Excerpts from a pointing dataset
* * * * * * * * *

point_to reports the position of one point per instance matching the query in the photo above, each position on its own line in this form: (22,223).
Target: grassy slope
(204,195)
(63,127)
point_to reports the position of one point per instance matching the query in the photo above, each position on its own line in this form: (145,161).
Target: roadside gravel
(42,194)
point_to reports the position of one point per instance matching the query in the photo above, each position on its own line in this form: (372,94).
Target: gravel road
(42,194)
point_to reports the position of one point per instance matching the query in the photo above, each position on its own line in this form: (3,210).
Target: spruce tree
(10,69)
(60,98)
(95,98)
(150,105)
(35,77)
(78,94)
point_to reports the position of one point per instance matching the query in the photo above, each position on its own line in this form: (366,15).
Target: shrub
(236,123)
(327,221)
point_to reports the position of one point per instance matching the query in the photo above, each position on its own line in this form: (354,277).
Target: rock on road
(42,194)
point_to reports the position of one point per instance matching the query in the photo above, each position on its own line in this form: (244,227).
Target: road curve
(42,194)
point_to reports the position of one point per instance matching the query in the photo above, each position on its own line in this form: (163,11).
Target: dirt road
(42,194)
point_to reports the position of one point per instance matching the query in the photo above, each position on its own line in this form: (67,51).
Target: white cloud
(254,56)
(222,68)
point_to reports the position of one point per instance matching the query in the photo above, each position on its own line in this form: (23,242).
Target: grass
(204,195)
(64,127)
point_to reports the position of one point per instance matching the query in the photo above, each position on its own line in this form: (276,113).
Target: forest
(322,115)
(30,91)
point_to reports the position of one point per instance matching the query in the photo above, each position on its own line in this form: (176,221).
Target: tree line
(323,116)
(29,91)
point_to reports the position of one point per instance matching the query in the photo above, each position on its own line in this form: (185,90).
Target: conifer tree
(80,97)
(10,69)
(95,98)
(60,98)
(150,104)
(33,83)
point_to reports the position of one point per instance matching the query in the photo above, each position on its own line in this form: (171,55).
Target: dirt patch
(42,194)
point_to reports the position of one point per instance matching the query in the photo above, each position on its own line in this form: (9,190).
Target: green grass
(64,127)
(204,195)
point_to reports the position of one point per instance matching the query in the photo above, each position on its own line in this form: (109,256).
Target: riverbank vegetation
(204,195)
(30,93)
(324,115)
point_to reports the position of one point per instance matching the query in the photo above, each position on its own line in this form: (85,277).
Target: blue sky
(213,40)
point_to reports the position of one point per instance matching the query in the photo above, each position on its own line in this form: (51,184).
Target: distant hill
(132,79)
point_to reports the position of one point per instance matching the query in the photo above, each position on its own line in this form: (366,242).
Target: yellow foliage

* * * * * * * * *

Could you lay out all of the data above as a numbered list, leaving out any blank lines?

1. point_to reports the position of one point per instance matching the query in the photo above, each position on its own line in this form: (22,223).
2. Target: grassy slope
3. (204,195)
4. (63,127)
5. point_to reports the position of one point per instance matching the query in the photo above, each position on its own line in this form: (145,161).
6. Target: roadside gravel
7. (42,194)
8. point_to reports the position of one point per instance matching the query in the photo above, each position on its own line in this form: (372,94).
9. Target: gravel road
10. (42,194)
11. point_to reports the position of one point per instance matching the query in the photo above, each position on its own line in this form: (3,210).
12. Target: spruce tree
13. (10,69)
14. (60,98)
15. (95,98)
16. (150,105)
17. (35,77)
18. (78,94)
19. point_to reports the position of one point per instance matching the query in the photo above, each position on its own line in this form: (366,15).
20. Target: shrub
21. (236,123)
22. (327,221)
23. point_to reports the position of one point per instance matching the query in the photo above, each position on its own line in this form: (354,277).
24. Target: rock on road
25. (42,194)
26. point_to reports the position of one point per instance matching the query in the photo above, each position on its own line in this form: (244,227).
27. Target: road curve
28. (42,194)
29. point_to reports the position of one point per instance matching the query in the photo above, each position on its own line in this form: (163,11).
30. Target: dirt road
31. (42,194)
32. point_to reports the position of one point per instance matching the query in the photo above, each position on its own line in this form: (67,51).
33. Target: white cloud
34. (254,56)
35. (222,68)
36. point_to reports the position of one point per instance matching the query in the photo above, each position on its own line in this form: (23,242).
37. Target: grass
38. (204,195)
39. (64,127)
40. point_to reports the position of one point per instance matching the query in the photo above, each position on its own line in this form: (276,113).
41. Target: forest
42. (322,115)
43. (30,91)
44. point_to reports the position of one point per instance matching the query in the photo above, each position on its own line in this form: (176,221).
45. Target: tree line
46. (323,116)
47. (29,91)
48. point_to reports the position of one point per instance matching the query in the photo above, each position on its own line in this form: (185,90).
49. Target: conifer tree
50. (80,97)
51. (10,69)
52. (95,98)
53. (60,98)
54. (150,104)
55. (33,83)
56. point_to reports the position of one point per instance matching the query in the photo above, each position on its own line in this form: (171,55).
57. Target: dirt patch
58. (42,194)
59. point_to reports the position of one point per instance matching the query in the photo above, each position on its own line in this form: (9,190).
60. Target: green grass
61. (64,127)
62. (204,195)
63. point_to reports the position of one point per instance matching the query in the photo above, each position on its own line in this form: (109,256).
64. Target: riverbank vegetation
65. (204,195)
66. (30,93)
67. (324,115)
68. point_to reports the position of one point per instance matching the query in the photo above, each position on its own line in this form: (85,277).
69. Target: blue sky
70. (213,40)
71. point_to reports the position of one point per instance matching the query in the photo above, each position on its own line in this form: (51,184).
72. Target: distant hill
73. (132,79)
74. point_to reports the position of one point per instance matching the query in the photo above, each position on its own line in this form: (366,242).
75. Target: yellow foliage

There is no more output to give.